• About this task
Pick up the text below on water quality for LC-MS analysis of monoclonal antibodies, continuing it after its final sentence.

Figure 2.Extracted Mass Chromatogram of Retention Time Time ~1.6–1.7 Min (Light Chain Peak, 1) And Zoomed in Spectra (2); Average Time 2.1168 min, TOF MS (400 – 7000), 95 V ESI+: Combined.
The peak at around 1.61 minutes corresponds to free Light Chain in the sample and was visible across all water conditions. This is typical for unpurified cell-culture samples, as the Protein A purification step was excluded, allowing other proteins to remain in the solution. The larger peak at around 2.08 minutes corresponds to the complete monoclonal antibody (mAb), which was clearly differentiated in all water conditions. While Arium®-water and bottled water showed similar curves, the USP water resulted in a lower peak intensity and higher background absorbance.
Figure 3. Total Ion Chromatogram(TIC; 1, TOF MS (400 – 7000), 95 V ESI+) And Mass Spectrum From a Monoclonal Antibody Sample Prepared With Arium®-water Arium®-water (Average Time 2.1418 min (UV3) and 2.1668 min (PERF), 2, TOF MS (400 – 7000), 95 V ESI+: Combined).
Further analysis of the mass spectra of the free light chain in solution revealed a potential contaminant in the lower m/z range of some samples. Upon closer inspection, this contaminant was only present in the USP and bottled water mobile phase samples. The isotopic abundances of the ion were consistent with a molecular formula of C24H19N6O2Cl2. Although the exact structure was not determined, the difference in abundance was clearly noticeable.
Due to its proven performance and reliability, Arium®-water was fully implemented in the Sartorius upstream laboratory for LCMS applications. Figure 3 shows the intact mass results from a perfusion CHO cell culture, with samples taken both from inside the bioreactor and from the perfusate path (PERF).

• Extracted records
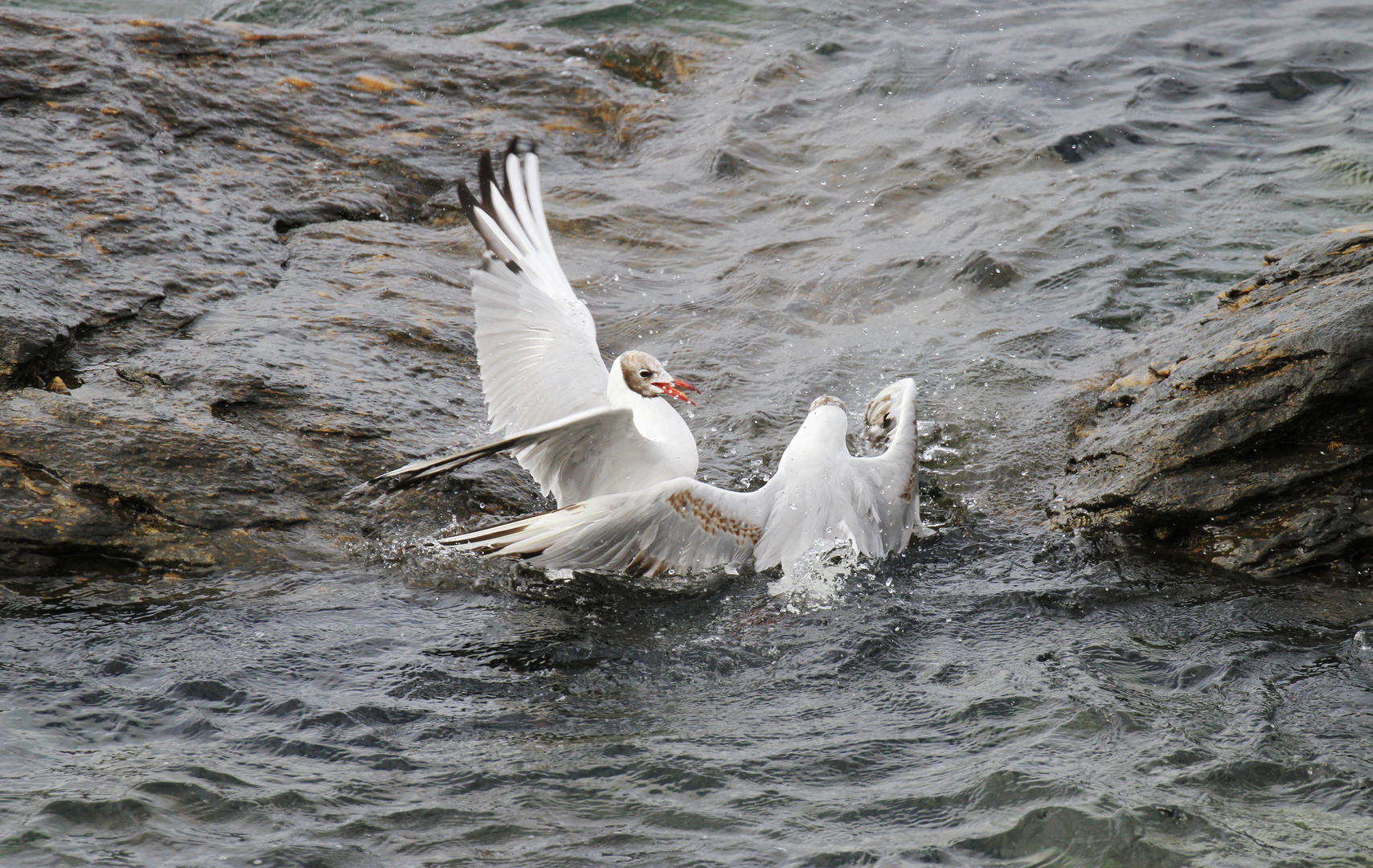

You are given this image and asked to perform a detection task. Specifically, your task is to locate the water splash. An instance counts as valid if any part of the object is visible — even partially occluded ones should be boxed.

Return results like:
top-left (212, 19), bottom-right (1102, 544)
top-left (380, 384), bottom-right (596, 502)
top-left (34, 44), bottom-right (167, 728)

top-left (768, 540), bottom-right (859, 612)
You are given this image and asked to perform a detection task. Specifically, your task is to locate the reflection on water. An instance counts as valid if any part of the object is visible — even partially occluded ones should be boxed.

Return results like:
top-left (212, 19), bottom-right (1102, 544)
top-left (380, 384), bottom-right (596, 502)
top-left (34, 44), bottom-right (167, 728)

• Reply
The data reveals small differences in relative glycoform abundance between the two samples, with minimal background noise, making the results easy to interpret.
Figure 4. Comparison of Expenses Between In-House Produced Arium®-water Type I (Ultrapure Water) and Bottled Water(LCSM grade With PFAS Content Below Detection Limit)
Conclusion
This study underscores the critical role of water quality in LCMS applications. Inadequate water sources, such as in-house DI water or improperly handled bottled LCMS-grade water, can introduce contaminants that compromise the accuracy and reliability of analytical results. The use of advanced water purification systems, such as the Arium® Mini UV, ensures ultra-pure water that meets stringent quality standards, enhancing chromatographic performance and laboratory efficiency.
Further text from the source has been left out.